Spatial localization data
§ §

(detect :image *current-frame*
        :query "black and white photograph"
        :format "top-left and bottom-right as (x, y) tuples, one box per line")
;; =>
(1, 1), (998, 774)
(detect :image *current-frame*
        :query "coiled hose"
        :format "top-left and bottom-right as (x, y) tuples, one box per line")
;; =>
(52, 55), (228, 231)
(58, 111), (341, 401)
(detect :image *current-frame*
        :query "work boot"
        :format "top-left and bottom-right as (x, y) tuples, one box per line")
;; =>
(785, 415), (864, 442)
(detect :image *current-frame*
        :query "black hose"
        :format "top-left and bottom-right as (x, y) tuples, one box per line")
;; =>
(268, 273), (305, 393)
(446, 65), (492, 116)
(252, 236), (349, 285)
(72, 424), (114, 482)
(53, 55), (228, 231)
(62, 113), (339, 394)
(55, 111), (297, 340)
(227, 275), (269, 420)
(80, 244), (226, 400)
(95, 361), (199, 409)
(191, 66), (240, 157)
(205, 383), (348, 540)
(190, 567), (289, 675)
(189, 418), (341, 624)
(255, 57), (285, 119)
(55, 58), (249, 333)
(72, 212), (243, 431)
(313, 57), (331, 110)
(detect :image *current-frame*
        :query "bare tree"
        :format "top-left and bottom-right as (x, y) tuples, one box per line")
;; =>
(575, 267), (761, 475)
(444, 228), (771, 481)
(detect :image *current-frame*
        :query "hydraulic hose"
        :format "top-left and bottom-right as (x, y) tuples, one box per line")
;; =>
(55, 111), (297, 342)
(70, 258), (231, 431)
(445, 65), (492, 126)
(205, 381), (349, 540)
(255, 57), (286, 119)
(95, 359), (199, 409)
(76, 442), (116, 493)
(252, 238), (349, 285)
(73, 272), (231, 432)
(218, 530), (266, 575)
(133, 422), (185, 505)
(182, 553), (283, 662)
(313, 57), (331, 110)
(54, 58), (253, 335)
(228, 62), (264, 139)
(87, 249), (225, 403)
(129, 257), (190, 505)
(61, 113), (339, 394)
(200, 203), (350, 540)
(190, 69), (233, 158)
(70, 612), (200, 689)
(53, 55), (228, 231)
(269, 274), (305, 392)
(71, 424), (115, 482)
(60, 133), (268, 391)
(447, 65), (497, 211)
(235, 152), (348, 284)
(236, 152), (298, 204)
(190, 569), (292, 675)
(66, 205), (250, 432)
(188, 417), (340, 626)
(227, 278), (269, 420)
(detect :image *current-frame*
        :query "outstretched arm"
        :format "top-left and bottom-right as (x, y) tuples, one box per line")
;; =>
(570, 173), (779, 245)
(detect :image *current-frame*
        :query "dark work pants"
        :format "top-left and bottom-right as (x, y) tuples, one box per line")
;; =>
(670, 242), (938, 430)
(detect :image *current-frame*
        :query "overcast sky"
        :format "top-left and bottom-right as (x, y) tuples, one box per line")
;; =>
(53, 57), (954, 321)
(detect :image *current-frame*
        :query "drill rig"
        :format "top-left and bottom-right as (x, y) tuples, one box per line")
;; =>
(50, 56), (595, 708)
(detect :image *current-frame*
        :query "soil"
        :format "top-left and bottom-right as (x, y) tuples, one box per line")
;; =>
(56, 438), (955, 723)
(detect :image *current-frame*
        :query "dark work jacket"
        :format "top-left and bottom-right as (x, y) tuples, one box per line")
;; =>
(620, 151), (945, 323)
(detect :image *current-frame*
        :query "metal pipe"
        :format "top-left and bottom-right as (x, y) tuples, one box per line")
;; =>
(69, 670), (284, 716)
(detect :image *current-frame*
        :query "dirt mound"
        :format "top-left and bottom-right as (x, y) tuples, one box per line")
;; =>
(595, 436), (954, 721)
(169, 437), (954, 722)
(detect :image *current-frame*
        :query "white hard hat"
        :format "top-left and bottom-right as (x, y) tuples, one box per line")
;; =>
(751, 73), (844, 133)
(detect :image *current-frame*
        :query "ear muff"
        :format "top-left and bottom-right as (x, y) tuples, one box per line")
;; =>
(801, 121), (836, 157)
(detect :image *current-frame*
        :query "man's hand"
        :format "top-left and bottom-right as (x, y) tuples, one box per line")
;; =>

§ §

◆ AIM OF THE EXERCISE
A word-for-word transcription of all the data is needed.

◆ REPLY TO THE EXERCISE
(detect :image *current-frame*
        :query "black and white photograph"
        :format "top-left and bottom-right as (x, y) tuples, one box per line")
;; =>
(1, 1), (998, 774)
(detect :image *current-frame*
        :query "coiled hose"
        :format "top-left and bottom-right as (x, y) tuples, one box per line")
;; =>
(52, 55), (228, 231)
(58, 111), (341, 401)
(detect :image *current-frame*
        :query "work boot"
        :format "top-left and bottom-right as (x, y) tuples, one box per line")
;; =>
(785, 415), (864, 442)
(detect :image *current-frame*
        :query "black hose"
        :format "top-left and bottom-right as (x, y) tuples, one box per line")
;; =>
(268, 273), (305, 393)
(446, 65), (492, 116)
(252, 236), (349, 285)
(72, 424), (114, 482)
(53, 55), (228, 231)
(62, 113), (339, 394)
(55, 111), (297, 340)
(227, 275), (269, 420)
(80, 244), (226, 400)
(95, 361), (199, 409)
(191, 66), (240, 157)
(205, 383), (348, 540)
(190, 567), (289, 675)
(189, 418), (341, 624)
(255, 57), (285, 119)
(55, 58), (249, 333)
(72, 212), (243, 431)
(313, 57), (331, 110)
(detect :image *current-frame*
        :query "bare tree"
        :format "top-left and bottom-right as (x, y) tuples, one box per line")
;; =>
(575, 267), (761, 475)
(444, 228), (771, 481)
(detect :image *current-frame*
        :query "hydraulic hose"
        :format "top-left and bottom-right as (x, y) tuples, one box per line")
;; =>
(55, 111), (297, 342)
(70, 258), (231, 431)
(445, 65), (492, 126)
(205, 381), (349, 540)
(255, 57), (286, 119)
(95, 359), (199, 409)
(76, 442), (116, 493)
(252, 238), (349, 285)
(73, 272), (231, 432)
(218, 530), (266, 575)
(133, 422), (185, 505)
(182, 553), (283, 662)
(313, 57), (331, 110)
(54, 58), (253, 335)
(228, 62), (264, 139)
(87, 249), (225, 403)
(129, 257), (190, 505)
(61, 113), (339, 394)
(200, 203), (350, 540)
(190, 69), (233, 158)
(70, 612), (200, 689)
(53, 55), (228, 231)
(269, 274), (305, 392)
(71, 424), (115, 482)
(60, 133), (268, 391)
(447, 65), (497, 211)
(235, 152), (348, 284)
(236, 152), (298, 204)
(190, 569), (292, 675)
(66, 205), (250, 432)
(188, 417), (340, 626)
(227, 278), (269, 420)
(detect :image *current-frame*
        :query "outstretched arm"
        :format "top-left and bottom-right as (x, y) tuples, one box per line")
;; =>
(570, 173), (779, 245)
(detect :image *current-frame*
        :query "dark work pants"
        :format "top-left and bottom-right as (x, y) tuples, one box per line")
;; =>
(670, 242), (938, 430)
(detect :image *current-frame*
        :query "overcast sky"
        :format "top-left and bottom-right as (x, y) tuples, one box per line")
;; =>
(53, 57), (954, 321)
(detect :image *current-frame*
        :query "drill rig"
        :format "top-left and bottom-right as (x, y) tuples, one box per line")
;; =>
(50, 56), (595, 708)
(detect :image *current-frame*
        :query "soil"
        :format "top-left and bottom-right as (x, y) tuples, one box per line")
;; =>
(56, 438), (955, 723)
(detect :image *current-frame*
        :query "dark work jacket"
        :format "top-left and bottom-right as (x, y) tuples, one box per line")
;; =>
(620, 151), (945, 323)
(detect :image *current-frame*
        :query "metal pipe"
        :format "top-left and bottom-right as (x, y) tuples, one box per line")
;; =>
(69, 670), (284, 716)
(detect :image *current-frame*
        :query "dirt mound"
        :format "top-left and bottom-right as (x, y) tuples, one box per line")
;; =>
(595, 436), (954, 721)
(169, 437), (954, 722)
(detect :image *current-frame*
        :query "white hard hat"
        :format "top-left and bottom-right as (x, y) tuples, one box per line")
;; =>
(751, 73), (844, 133)
(detect :image *current-frame*
        :query "ear muff"
        :format "top-left and bottom-right as (x, y) tuples, one box per line")
;; =>
(801, 121), (836, 157)
(detect :image *current-frame*
        :query "man's hand"
        :format "top-left and bottom-right as (x, y) tuples, one box per line")
;; =>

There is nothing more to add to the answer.